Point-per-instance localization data
━━━━━━

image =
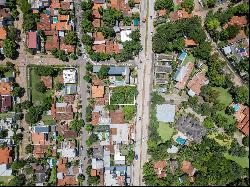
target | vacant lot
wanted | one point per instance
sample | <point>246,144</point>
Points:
<point>165,131</point>
<point>242,161</point>
<point>224,96</point>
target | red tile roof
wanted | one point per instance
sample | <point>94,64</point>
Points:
<point>179,14</point>
<point>6,155</point>
<point>3,33</point>
<point>237,20</point>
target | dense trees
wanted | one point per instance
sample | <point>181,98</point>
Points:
<point>164,4</point>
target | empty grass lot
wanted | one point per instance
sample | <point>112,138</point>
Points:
<point>165,131</point>
<point>224,96</point>
<point>242,161</point>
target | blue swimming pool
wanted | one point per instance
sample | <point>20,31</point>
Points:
<point>180,140</point>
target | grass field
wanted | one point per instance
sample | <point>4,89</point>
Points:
<point>242,161</point>
<point>224,140</point>
<point>165,131</point>
<point>224,96</point>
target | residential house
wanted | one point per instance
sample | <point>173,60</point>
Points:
<point>62,111</point>
<point>165,113</point>
<point>195,84</point>
<point>188,169</point>
<point>160,168</point>
<point>182,75</point>
<point>70,76</point>
<point>191,127</point>
<point>240,21</point>
<point>5,17</point>
<point>242,116</point>
<point>179,14</point>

━━━━━━

* EXERCISE OBJECTIVE *
Would you please repeat each record exactly? Leave the pictures out.

* RESPONSE FOR THIS EXERCISE *
image =
target | vacant lot
wanted | one point per instance
sample | <point>246,144</point>
Points:
<point>165,131</point>
<point>242,161</point>
<point>224,96</point>
target | red tile roof
wanted | one point per instance
sample | <point>94,64</point>
Points:
<point>179,14</point>
<point>6,155</point>
<point>3,33</point>
<point>237,20</point>
target | dense trees
wanted | one point per instance
sample | <point>181,98</point>
Points:
<point>164,4</point>
target | empty grass lot
wanted | one point per instance
sample | <point>112,138</point>
Points:
<point>165,131</point>
<point>224,96</point>
<point>242,161</point>
target | blue swimming pool
wanted | one point per instance
sample | <point>20,31</point>
Points:
<point>180,140</point>
target | grass field
wanted | one point per instance
sample | <point>4,89</point>
Points:
<point>242,161</point>
<point>224,140</point>
<point>165,131</point>
<point>224,96</point>
target | residential house
wanted | one point per instance
sample | <point>173,60</point>
Points:
<point>62,111</point>
<point>165,113</point>
<point>195,84</point>
<point>188,169</point>
<point>160,168</point>
<point>182,75</point>
<point>70,76</point>
<point>191,127</point>
<point>240,21</point>
<point>5,17</point>
<point>242,116</point>
<point>179,14</point>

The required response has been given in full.